TEXT SEGMENT:
____
Even if government dithered for days -- what else is new  -- this does not explain the failure of the people  themselves.( Where the hell is this guy getting his information, or his he just winging it.) Between 1865 and 1940, the South -- having lost a fourth  of its best and bravest in battle, devastated by war, mired in poverty -- was  famous for the hardy self-reliance of her people, black and  white. (Besides the lynching, robber barons and monopolies which decreased competition and restored the status quo before the war, hay but who reads the whole history book any more)

 

In 1940, hundreds of British fishermen and yachtsmen sailed back and forth daily under fire across a turbulent 23-mile  Channel to rescue 300,000 soldiers from Dunkirk. How do we explain to the world that a tenth that number of Americans could not be reached in four days from across a stagnant  pond? The real disaster of Katrina was that society broke down.(define society? The government, the people, the local merchants, the schools etc.? Or is this a philosophical discussion about how a society and the social contract which binds the people to the government is perversely broken in their time of need)  An entire community could not cope. Liberalism, the idea that good intentions  and government programs can build a Great Society, was exposed as fraud.(Does he mean liberal democracies like The US, UK, France, Germany, Spain, South Korea, Costa Rica and on and on… liberal is a great word, for if it did not exist or was not practiced then this ignorant schlep could not pontificate his delusional propaganda) After  trillions of tax dollars for welfare (and trillions more for corporations), food stamps, public housing, job  training and education have poured out since 1965, poverty remains pandemic.  But today, when the police vanish, the community disappears and men take to  the streets to prey on women and the  weak.
____
[Items from a data source]
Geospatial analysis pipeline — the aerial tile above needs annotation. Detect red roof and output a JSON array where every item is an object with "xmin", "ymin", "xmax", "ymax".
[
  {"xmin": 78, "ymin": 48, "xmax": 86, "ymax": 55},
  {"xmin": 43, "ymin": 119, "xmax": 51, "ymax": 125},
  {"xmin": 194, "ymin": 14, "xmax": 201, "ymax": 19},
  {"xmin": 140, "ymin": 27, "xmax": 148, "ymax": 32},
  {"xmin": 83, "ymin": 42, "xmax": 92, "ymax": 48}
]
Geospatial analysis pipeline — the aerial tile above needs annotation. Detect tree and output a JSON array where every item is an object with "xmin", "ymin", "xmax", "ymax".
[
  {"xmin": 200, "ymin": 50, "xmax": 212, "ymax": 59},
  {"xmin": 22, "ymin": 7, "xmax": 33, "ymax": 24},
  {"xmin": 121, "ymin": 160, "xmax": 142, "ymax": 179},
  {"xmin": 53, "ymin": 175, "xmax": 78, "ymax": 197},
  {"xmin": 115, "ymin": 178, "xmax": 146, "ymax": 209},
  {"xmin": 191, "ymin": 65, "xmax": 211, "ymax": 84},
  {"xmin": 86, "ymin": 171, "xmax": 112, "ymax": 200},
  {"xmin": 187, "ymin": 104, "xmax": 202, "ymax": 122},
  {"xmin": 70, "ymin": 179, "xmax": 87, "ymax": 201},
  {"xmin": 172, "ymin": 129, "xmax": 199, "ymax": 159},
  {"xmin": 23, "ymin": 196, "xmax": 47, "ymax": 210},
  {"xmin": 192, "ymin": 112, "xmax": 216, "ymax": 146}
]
____
ASSIGNMENT:
In the Katrina text, why does the parenthetical remark after "was exposed as fraud" call "liberal" a great word? Answer in one to three sentences.

EXPECTED ANSWER:
The remark calls "liberal" a great word because, if liberalism did not exist or were not practiced, the writer being criticized could not pontificate his delusional propaganda.